== PAGE EXCERPT ==
Paul Stanley From KISS On What You Really Need To Stay Successful

Ruth Blatt | Forbes

Paul-Stanley-close-up“It’s a pretty safe statement to say that most entertainers have self worth issues and image issues, inferiority issues.” That’s KISS’s Paul Stanley, talking to me about his new memoir, Face the Music: A Life Exposed. “ Let’s face it, getting up on a stage or getting up in front of people is not a normal thing to do ,” he continued. “You do it because you’re seeking approval on a mass scale when you don’t get it on a small scale. So if you’re not going to address that as you become successful then the clock is ticking because of all the possible poisons that will enter into your life. Unless you can look elsewhere to remedy whatever the problems are, you’re a fatality waiting to happen, if not in terms of your life then certainly in terms of your career.”

The statement isn’t too surprising given that KISS is increasingly known for their internal strife. The conflict over KISS’s legacy – and the people who go down in history as the architects of its success – has come to head over KISS’s recent induction into the Rock & Roll Hall of Fame and Stanley’s refusal, along with co-founder Gene Simmons, to perform at the ceremony with the band’s original lineup.

== DATA EXCERPTS ==
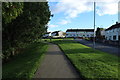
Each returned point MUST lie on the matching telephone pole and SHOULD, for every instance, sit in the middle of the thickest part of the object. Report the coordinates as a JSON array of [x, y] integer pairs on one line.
[[94, 25]]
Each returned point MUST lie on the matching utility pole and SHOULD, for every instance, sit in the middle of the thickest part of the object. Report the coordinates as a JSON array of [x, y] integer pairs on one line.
[[94, 25]]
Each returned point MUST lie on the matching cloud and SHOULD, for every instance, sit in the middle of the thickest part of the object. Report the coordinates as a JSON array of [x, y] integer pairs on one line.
[[72, 8], [107, 8], [52, 26], [63, 22]]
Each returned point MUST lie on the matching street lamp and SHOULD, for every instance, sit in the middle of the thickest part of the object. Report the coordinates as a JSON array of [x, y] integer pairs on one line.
[[94, 27]]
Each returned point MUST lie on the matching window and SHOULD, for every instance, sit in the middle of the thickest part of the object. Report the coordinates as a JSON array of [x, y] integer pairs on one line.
[[114, 37]]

== PROBLEMS AND TASKS ==
- 1) What is the title of the new memoir discussed in the Paul Stanley article?
- 2) For each statement below, say yes or no on whether it agrees with the Paul Stanley article, and quote the words from the article that decide it.
(a) Stanley says most entertainers have self-worth issues.
(b) Stanley agreed to perform at the Hall of Fame ceremony with the band's original lineup.
(c) Stanley describes getting up on a stage as a normal thing to do.
- 3) Reproduce the Paul Stanley article between "The statement isn’t" and "band’s original lineup.", inclusive, swapping "internal strife" for "infighting".

== RESULTS FOR EACH TASK ==
- 1) Face the Music: A Life Exposed

- 2)
(a) Yes: "most entertainers have self worth issues"
(b) No: "Stanley’s refusal, along with co-founder Gene Simmons, to perform at the ceremony with the band’s original lineup"
(c) No: "not a normal thing to do"

- 3)
The statement isn’t too surprising given that KISS is increasingly known for their infighting. The conflict over KISS’s legacy – and the people who go down in history as the architects of its success – has come to head over KISS’s recent induction into the Rock & Roll Hall of Fame and Stanley’s refusal, along with co-founder Gene Simmons, to perform at the ceremony with the band’s original lineup.